Selected passage:
Bob Higgins (00:09.868)
You

Seth (00:28.681)
After you listen to this podcast and you, and you, learn something from it. want you to share the podcast with someone, a coworker colleague. and it don't be selfish with what you learned today. the second thing is, go to concrete logic podcast.com. there are two ways that you can get ahold of me. There's a contact link on the top of the page. You click on that contact link and that's like shooting me an email or you can.

click on the microphone that's in the bottom right hand corner of the homepage. And that's like leaving me a voicemail. And I'm looking for two things. I'm looking for topic suggestions or guest suggestions. Because I want to put out the podcast episodes that you want to hear and who you want to hear from. So that's important. And then the last thing you can do is if you feel like you got some value out of this, if you learned something from Bob today and you believe it's...

has a monetary value to it, then feel free to click the donate button that's on the Concrete Logic Podcast homepage and you can give any amount and any amount is appreciated. With that, Bob, that's the quickest intro I've done yet. I only have you for 30 minutes. So I want to make sure we get all we can out of you today. So Bob,

Bob Higgins (01:46.68)
you

Seth (01:56.917)
We were talking quite a bit before I hit record. We want to talk about rethinking moisture testing in concrete. Where do you want to start?

Bob Higgins (02:10.222)
I'm really glad you asked that because I'm going to be teaching a building sciences class up in Jacksonville, Florida on November 12th. And I'm going to be covering some basics because we keep going round and round with the different people about how to moisture test and what's wrong, what's right with it. And what really bothers me is everybody involved

Selling something that's a moisture test is always finding fault with somebody else's Moisture test they all they're all pretty accurate the problem we're having is people do not know how to interpret the data properly and so what I'm going to do rather than jump into the heavy science of this what I'm going to do is give a couple of examples that we were talking about earlier I taught a class last year up in San Leandro

to a union group of installers. And as I was finishing up, they asked me a question. said, why is it that older concrete is drier, but we appear to have more problems with older concrete than we do newer concrete? And I started to explain that older concrete tends to collect salts underneath the finish or the coating or whatever else is on the concrete.

and it will store that up. But what happens is somewhat inert because there's really no moisture source. Because I said there's this mistaken belief that moisture moves from the cooler underside to the warmer top side of the concrete. It doesn't work that way. But through diffusion, the salts will work their way up because the salts tend to become more active with warmer temperatures. So there's this gradual movement of salts towards the surface. Then once you open up the concrete,

Now these salts have a new moisture source, the air. So they'll start gulping moisture from the air. And they were kind of surprised by that. And they said, well, that makes sense. But they were reluctant to adopt it because it completely contrary to what they've been taught. I said, I know it's contrary. But basically, you're going to find out as you start jumping into this, we'll work back and forth. And I'll of help you through some of these moisture tests and the interpretation.

Problem: Return, word for word, the portion of the podcast transcript on concrete moisture testing starting at "Seth (01:56.917)" and ending at "Bob Higgins (02:10.222)".

Given material:
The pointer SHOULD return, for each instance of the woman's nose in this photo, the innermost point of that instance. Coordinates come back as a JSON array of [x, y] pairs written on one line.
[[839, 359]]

Task output:
Seth (01:56.917)
We were talking quite a bit before I hit record. We want to talk about rethinking moisture testing in concrete. Where do you want to start?

Bob Higgins (02:10.222)